SET OF TASKS –
**a)** Using the update on Swedish cybersecurity and EU accessibility rules, answer these:
(i) Within how many hours must significant incidents be reported under Sweden's new Cybersecurity Act?
(ii) What level of conformity with national accessibility standards did the French court find insufficient in the Carrefour case?
(iii) About how much may Austrian regulators fine per violation?
**b)** Supply the next part of the update on Swedish cybersecurity and EU accessibility rules, starting after its last sentence.

TEXT SHOWN –
▼
Sweden’s new Cybersecurity Act extends cybersecurity obligations to organizations across 18 sectors, including digital infrastructure, digital services, and public administration. Covered entities may need to register with the Swedish Civil Defence and Resilience Agency, introduce risk-management measures, train senior leadership, and report significant incidents within 24 hours.
Penalties may reach the higher of €10 million or 2% of global annual turnover. Businesses operating in Sweden should assess whether they fall within scope and review their incident-reporting, governance, and cybersecurity processes.

One year after the European Accessibility Act’s June 28, 2025 enforcement deadline, investigations, penalties, and litigation are increasing across the EU. In France, a court ordered Carrefour to improve the accessibility of its website and app within six months, backed by a daily penalty. The court found that 71% conformity with national accessibility standards was insufficient.
Enforcement differs by country. Austrian regulators may impose fines of approximately $92,000 per violation, while some EU countries can restrict inaccessible websites, apps, or services from the market. Businesses serving EU customers should review their accessibility statements, testing processes, and remediation plans.
▲
[Object position labeling entries]
▼
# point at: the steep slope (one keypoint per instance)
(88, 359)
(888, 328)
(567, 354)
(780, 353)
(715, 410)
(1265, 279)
▲
TASK ANSWERS –
**a)**
(i) Within 24 hours.
(ii) 71% conformity.
(iii) Approximately $92,000 per violation.

**b)**
A Deque Systems analysis explains how EN 17161 could complement WCAG under the European Accessibility Act. WCAG helps assess whether digital content meets accessibility criteria, while EN 17161 focuses on the organizational processes used to manage accessibility across changing products and services.
These processes may include issue tracking, goal setting, procurement requirements, support procedures, and accessibility statements. EN 17161 is being reviewed as a potential harmonized EU standard, so organizations may want to assess how it could fit into their wider accessibility programs.
The American Council of the Blind marked its 65th anniversary on July 7, 2026. Its advocacy has contributed to major U.S. accessibility laws, including the Rehabilitation Act, the Americans with Disabilities Act, and the 21st Century Communications and Video Accessibility Act.
The organization now represents more than 8,000 members through state and special-interest affiliates. The milestone shows how current digital accessibility expectations have been shaped by decades of advocacy and how disability organizations continue to influence policy and enforcement.
The National Federation of the Blind held its national convention in Austin from July 3 to 8, 2026, with sessions covering technology, employment, and disability rights. The event took place as the organization continues its lawsuit against federal agencies over delayed digital accessibility deadlines under ADA Title II and Section 504.
The delayed deadlines affect state and local governments and certain federally funded programs, but the underlying accessibility requirements remain. Organizations serving public-sector or federally funded clients should continue remediation work rather than treating the extension as a reason to pause.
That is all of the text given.